Nach den Wirtschafts- und Bankreformen Mitte der 1960er-Jahre entstand ein Hybrid aus Plan- und Marktwirtschaft, was sich direkt auf die Bautätigkeit auswirkte. Zum Beispiel erleichterte die staatliche Kontrolle über den Boden – der nicht dem Staat gehörte, aber dennoch als kollektives Gut betrachtet wurde – grosse Stadterweiterungen wie Neu-Belgrad und Neu-Zagreb, und sie garantierte die Gleichbehandlung in der Verteilung von Wohnungen. Das «Recht auf eine Wohnung» bildete ein wichtiges Element der sozialen Fürsorge. Die Kräfte des Markts wiederum beeinflussten die Qualität der Architektur, denn jede Baufirma entwickelte ein eigenes System für den Wohnbau, was monotone Wohnviertel verhinderte.

Für den Massentourismus, der sich ab Mitte der 1960er-Jahre zu einem bedeutenden Industriezweig entwickelte, war Architektur ein entscheidender Bestandteil des Angebots. Die Adriaküste ist übersät mit Hotels, die zu den weltweit bedeutendsten Vertretern ihrer Typologie gehören. Die jugoslawischen Architekten arbeiteten in einem Umfeld, in dem sie weitgehende gestalterische und programmatische Freiheit genossen, solange dies mit den verfügbaren Ressourcen in Einklang stand.

Die Planung im grossen Massstab hat den Wandel von einem landwirtschaftlich geprägten Staat zu einer modernen Gesellschaft ermöglicht. Sie sicherte einer Vielzahl von Bürgern die soziale Infrastruktur und ein zeitgemässes Leben auf annehmlichem Niveau. In diesem Sinn war die sozialistische Urbanisierung eine zivilisatorische Aufgabe mit dem Ziel gesellschaftlicher Gleichberechtigung. Nichtsdestotrotz verliefen Raumplanung und Städtebau selten ideal. Sie mussten ihren Weg finden zwischen utopischen Ambitionen, den pragmatischen materiellen Möglichkeiten und bürokratischen Hürden. Doch in einigen Fällen, die stark von der Fähigkeit der lokalen Eliten und dem mikropolitischen Klima abhängen, wurden feinfühlige und international relevante Resultate erzielt.

▶ [EINTRÄGE IM DATENSATZ]:
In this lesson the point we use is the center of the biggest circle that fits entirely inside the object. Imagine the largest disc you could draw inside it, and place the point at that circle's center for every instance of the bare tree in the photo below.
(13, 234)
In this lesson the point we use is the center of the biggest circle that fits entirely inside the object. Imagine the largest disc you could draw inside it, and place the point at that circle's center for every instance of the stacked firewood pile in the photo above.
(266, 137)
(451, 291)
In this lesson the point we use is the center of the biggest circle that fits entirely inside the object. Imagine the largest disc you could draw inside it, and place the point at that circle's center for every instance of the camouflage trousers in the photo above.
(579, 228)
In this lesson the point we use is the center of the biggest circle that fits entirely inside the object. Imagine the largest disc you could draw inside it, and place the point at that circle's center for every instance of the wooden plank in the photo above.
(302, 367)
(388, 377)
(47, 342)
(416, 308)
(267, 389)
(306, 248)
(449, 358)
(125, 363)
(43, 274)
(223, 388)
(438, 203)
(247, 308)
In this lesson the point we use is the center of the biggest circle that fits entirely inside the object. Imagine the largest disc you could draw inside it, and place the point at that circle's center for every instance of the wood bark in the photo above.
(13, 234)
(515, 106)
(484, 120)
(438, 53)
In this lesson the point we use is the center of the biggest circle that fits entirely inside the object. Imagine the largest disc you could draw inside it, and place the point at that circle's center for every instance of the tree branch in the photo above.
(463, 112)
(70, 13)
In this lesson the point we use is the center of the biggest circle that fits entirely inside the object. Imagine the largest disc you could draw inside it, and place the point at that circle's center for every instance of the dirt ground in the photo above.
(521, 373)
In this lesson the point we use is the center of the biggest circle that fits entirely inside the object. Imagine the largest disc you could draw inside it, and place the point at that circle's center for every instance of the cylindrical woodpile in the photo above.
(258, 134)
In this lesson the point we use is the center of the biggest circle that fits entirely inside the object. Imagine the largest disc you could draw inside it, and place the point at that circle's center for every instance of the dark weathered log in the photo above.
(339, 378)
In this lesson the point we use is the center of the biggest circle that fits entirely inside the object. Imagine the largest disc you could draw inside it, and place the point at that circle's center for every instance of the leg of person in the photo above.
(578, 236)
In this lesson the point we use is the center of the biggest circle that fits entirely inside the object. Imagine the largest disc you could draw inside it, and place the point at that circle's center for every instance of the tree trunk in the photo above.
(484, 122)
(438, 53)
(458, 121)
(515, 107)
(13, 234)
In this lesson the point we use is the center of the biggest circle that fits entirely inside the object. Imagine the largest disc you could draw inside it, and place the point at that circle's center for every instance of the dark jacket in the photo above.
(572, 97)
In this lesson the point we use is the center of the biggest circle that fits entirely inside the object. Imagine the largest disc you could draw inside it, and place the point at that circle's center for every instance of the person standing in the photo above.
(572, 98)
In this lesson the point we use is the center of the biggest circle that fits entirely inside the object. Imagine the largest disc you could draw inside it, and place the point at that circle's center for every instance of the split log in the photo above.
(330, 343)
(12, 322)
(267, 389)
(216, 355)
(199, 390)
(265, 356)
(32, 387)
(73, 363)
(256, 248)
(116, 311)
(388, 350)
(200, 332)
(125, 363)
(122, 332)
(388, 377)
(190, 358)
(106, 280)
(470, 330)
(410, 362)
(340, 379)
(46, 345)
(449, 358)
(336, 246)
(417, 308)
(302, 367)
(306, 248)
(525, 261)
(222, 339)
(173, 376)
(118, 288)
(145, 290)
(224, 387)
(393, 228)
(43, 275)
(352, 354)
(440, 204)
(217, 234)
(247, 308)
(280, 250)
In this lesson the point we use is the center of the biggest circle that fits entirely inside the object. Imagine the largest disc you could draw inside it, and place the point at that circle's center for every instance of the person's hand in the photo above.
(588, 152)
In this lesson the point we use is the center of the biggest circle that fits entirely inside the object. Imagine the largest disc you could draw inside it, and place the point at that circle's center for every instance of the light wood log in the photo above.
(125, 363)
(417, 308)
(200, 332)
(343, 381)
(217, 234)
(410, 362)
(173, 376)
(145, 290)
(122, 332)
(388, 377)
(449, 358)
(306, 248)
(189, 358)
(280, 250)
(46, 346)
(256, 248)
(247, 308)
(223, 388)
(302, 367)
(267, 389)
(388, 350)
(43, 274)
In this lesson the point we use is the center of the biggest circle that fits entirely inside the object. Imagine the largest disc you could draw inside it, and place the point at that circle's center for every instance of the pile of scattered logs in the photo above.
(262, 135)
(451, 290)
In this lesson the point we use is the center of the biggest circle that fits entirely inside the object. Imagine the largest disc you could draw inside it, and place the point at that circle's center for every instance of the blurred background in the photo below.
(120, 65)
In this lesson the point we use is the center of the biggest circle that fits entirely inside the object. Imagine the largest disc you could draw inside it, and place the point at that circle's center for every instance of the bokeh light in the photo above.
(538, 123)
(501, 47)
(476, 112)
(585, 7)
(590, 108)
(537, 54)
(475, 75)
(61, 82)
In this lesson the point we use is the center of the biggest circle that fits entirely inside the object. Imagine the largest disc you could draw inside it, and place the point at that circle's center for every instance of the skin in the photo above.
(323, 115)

▶ [ERFORDERLICHE SCHRITTE]:
(1) Nenne alle drei Dinge, zwischen denen Raumplanung und Städtebau laut dem Textausschnitt ihren Weg finden mussten.
(2) Gib aus dem Textausschnitt die Passage von „Für den Massentourismus, der“ bis einschließlich „in Einklang stand.“ unverändert zurück.

▶ [ANTWORTEN JE AUFGABE]:
(1) utopische Ambitionen, die pragmatischen materiellen Möglichkeiten, bürokratische Hürden

(2)
Für den Massentourismus, der sich ab Mitte der 1960er-Jahre zu einem bedeutenden Industriezweig entwickelte, war Architektur ein entscheidender Bestandteil des Angebots. Die Adriaküste ist übersät mit Hotels, die zu den weltweit bedeutendsten Vertretern ihrer Typologie gehören. Die jugoslawischen Architekten arbeiteten in einem Umfeld, in dem sie weitgehende gestalterische und programmatische Freiheit genossen, solange dies mit den verfügbaren Ressourcen in Einklang stand.